--- SUPPLIED MATERIAL ---
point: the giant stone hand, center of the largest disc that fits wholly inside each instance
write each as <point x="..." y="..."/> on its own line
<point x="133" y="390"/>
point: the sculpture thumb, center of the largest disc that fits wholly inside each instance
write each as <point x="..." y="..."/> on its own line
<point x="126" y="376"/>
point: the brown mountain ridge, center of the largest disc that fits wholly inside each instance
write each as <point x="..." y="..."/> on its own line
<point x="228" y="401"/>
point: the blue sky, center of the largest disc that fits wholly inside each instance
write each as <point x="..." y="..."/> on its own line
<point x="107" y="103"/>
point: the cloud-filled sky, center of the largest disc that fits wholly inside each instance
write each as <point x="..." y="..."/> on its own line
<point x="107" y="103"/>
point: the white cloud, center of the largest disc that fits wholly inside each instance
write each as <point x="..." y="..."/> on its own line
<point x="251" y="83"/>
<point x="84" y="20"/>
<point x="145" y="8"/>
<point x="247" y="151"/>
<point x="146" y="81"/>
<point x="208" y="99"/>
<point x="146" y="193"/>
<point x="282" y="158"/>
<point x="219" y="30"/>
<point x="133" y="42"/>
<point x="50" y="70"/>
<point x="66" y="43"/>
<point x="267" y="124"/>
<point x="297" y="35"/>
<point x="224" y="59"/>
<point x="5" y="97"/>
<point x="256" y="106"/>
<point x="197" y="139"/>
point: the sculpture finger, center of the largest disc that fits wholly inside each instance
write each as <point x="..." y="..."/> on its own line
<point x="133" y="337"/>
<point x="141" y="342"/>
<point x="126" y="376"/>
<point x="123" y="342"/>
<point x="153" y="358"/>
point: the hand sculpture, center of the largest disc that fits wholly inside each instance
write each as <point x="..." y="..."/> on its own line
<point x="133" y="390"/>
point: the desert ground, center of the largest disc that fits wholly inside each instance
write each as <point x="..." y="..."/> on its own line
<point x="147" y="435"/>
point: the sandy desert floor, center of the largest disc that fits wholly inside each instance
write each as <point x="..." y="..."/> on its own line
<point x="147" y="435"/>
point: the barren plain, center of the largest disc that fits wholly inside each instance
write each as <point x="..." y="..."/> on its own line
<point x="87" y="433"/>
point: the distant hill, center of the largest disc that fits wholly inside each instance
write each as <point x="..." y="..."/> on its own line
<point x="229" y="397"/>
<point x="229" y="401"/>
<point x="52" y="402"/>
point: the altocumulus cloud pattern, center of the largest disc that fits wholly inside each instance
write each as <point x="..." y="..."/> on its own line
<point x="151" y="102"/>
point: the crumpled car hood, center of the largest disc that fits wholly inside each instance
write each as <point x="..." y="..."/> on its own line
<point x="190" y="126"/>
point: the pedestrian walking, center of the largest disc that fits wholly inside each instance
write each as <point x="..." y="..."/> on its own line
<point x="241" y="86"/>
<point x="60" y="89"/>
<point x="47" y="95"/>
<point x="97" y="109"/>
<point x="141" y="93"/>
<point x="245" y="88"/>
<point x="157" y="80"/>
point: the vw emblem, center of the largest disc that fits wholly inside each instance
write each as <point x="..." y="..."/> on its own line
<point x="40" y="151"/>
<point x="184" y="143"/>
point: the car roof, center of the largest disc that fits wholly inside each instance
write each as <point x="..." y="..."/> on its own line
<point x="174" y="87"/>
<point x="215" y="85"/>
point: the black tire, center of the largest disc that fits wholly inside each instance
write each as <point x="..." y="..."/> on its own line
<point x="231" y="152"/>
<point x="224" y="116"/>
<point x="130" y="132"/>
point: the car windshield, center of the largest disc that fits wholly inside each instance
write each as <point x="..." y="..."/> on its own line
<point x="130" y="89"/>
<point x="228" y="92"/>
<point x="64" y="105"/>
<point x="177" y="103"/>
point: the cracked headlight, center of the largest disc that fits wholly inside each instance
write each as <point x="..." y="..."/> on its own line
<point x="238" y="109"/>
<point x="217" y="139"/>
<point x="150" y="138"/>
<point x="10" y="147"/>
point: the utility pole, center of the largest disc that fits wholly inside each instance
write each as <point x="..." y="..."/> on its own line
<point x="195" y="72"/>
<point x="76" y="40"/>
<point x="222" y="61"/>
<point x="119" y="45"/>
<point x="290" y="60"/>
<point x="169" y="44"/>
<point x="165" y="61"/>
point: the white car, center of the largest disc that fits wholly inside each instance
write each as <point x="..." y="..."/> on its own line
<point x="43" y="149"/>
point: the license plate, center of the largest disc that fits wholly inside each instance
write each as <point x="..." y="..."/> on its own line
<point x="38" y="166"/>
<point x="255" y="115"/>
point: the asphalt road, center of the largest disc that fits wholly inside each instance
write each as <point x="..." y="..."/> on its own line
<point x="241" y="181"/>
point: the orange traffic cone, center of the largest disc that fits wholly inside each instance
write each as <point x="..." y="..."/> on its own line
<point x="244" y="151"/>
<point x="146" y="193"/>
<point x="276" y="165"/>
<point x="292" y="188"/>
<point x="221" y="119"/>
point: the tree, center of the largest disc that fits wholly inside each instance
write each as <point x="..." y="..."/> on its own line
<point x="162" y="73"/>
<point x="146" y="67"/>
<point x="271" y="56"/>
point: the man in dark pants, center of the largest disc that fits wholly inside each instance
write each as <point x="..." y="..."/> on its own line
---
THE REQUEST
Please reproduce the entire listing, exactly as shown.

SOLUTION
point: the giant stone hand, center of the largest disc that fits wholly inside each instance
write each as <point x="..." y="..."/> on its own line
<point x="133" y="390"/>
point: the sculpture thumb, center of the largest disc that fits wholly inside each instance
write each as <point x="..." y="..."/> on its own line
<point x="126" y="376"/>
point: the brown mountain ridge, center of the largest disc that fits wholly inside each instance
write each as <point x="..." y="..."/> on its own line
<point x="228" y="401"/>
point: the blue sky, center of the largest disc that fits wholly inside each instance
write each as <point x="..." y="..."/> on its own line
<point x="107" y="103"/>
point: the cloud-filled sky, center of the largest disc that fits wholly inside each instance
write each as <point x="..." y="..."/> on its own line
<point x="107" y="103"/>
point: the white cloud, center of the largest disc that fits wholly inside each instance
write each as <point x="..." y="..."/> on its own line
<point x="251" y="83"/>
<point x="84" y="20"/>
<point x="145" y="8"/>
<point x="247" y="151"/>
<point x="146" y="81"/>
<point x="208" y="99"/>
<point x="146" y="193"/>
<point x="282" y="158"/>
<point x="219" y="30"/>
<point x="133" y="42"/>
<point x="50" y="70"/>
<point x="66" y="43"/>
<point x="267" y="124"/>
<point x="297" y="35"/>
<point x="224" y="59"/>
<point x="5" y="97"/>
<point x="256" y="106"/>
<point x="197" y="139"/>
point: the sculpture finger, center of the largest disc that fits wholly inside each instance
write each as <point x="..." y="..."/> on its own line
<point x="133" y="337"/>
<point x="141" y="342"/>
<point x="126" y="376"/>
<point x="123" y="342"/>
<point x="153" y="358"/>
point: the hand sculpture, center of the largest disc that fits wholly inside each instance
write each as <point x="..." y="..."/> on its own line
<point x="133" y="390"/>
point: the desert ground, center of the largest disc that fits wholly inside each instance
write each as <point x="..." y="..."/> on its own line
<point x="147" y="435"/>
point: the sandy desert floor, center of the largest disc that fits wholly inside each instance
write each as <point x="..." y="..."/> on its own line
<point x="147" y="435"/>
point: the barren plain, center of the largest disc that fits wholly inside each instance
write each as <point x="..." y="..."/> on its own line
<point x="87" y="433"/>
point: the distant hill, center of the largest disc that fits wholly inside each instance
write each as <point x="..." y="..."/> on its own line
<point x="229" y="397"/>
<point x="229" y="401"/>
<point x="52" y="402"/>
point: the altocumulus cloud pattern, center of the largest disc that fits wholly inside each instance
write each as <point x="..." y="..."/> on its own line
<point x="151" y="102"/>
point: the crumpled car hood, center of the largest disc that fits wholly inside each instance
write each as <point x="..." y="..."/> on its own line
<point x="190" y="126"/>
point: the pedestrian walking, center of the largest disc that fits wholly inside each instance
write each as <point x="..." y="..."/> on its own line
<point x="241" y="86"/>
<point x="60" y="89"/>
<point x="47" y="95"/>
<point x="97" y="109"/>
<point x="141" y="93"/>
<point x="245" y="88"/>
<point x="157" y="80"/>
point: the vw emblem, center of the largest disc that fits wholly inside each instance
write each as <point x="..." y="..."/> on its own line
<point x="40" y="151"/>
<point x="184" y="143"/>
point: the car roof, center of the largest disc that fits wholly inside each instance
write each as <point x="..." y="..."/> on its own line
<point x="174" y="87"/>
<point x="215" y="85"/>
point: the black tire, center of the largest disc that fits wholly inside each instance
write each as <point x="..." y="..."/> on its own line
<point x="231" y="152"/>
<point x="224" y="116"/>
<point x="130" y="132"/>
point: the car windshield, center of the largest disc that fits wholly inside each instance
write each as <point x="..." y="..."/> on its own line
<point x="130" y="89"/>
<point x="228" y="92"/>
<point x="64" y="105"/>
<point x="177" y="103"/>
point: the cracked headlight, center of the largest disc that fits wholly inside each instance
write each as <point x="..." y="..."/> on its own line
<point x="238" y="109"/>
<point x="217" y="139"/>
<point x="150" y="138"/>
<point x="10" y="147"/>
point: the utility pole, center of the largest disc that fits wholly inside each instance
write each as <point x="..." y="..."/> on its own line
<point x="195" y="72"/>
<point x="76" y="40"/>
<point x="222" y="61"/>
<point x="119" y="45"/>
<point x="290" y="60"/>
<point x="169" y="44"/>
<point x="165" y="61"/>
point: the white car, center of the largest disc that fits wholly inside each instance
write each as <point x="..." y="..."/> on its own line
<point x="43" y="149"/>
point: the license plate, center of the largest disc that fits wholly inside each instance
write each as <point x="..." y="..."/> on its own line
<point x="38" y="166"/>
<point x="255" y="115"/>
point: the asphalt road, center of the largest disc that fits wholly inside each instance
write each as <point x="..." y="..."/> on its own line
<point x="241" y="181"/>
point: the orange traffic cone, center of the largest disc that fits wholly inside each instance
write each as <point x="..." y="..."/> on its own line
<point x="244" y="151"/>
<point x="146" y="193"/>
<point x="276" y="165"/>
<point x="292" y="188"/>
<point x="221" y="119"/>
point: the tree, center of the largest disc that fits wholly inside each instance
write each as <point x="..." y="..."/> on its own line
<point x="162" y="73"/>
<point x="146" y="67"/>
<point x="271" y="56"/>
point: the man in dark pants, center of the largest disc that fits wholly inside each instance
write each as <point x="..." y="..."/> on its own line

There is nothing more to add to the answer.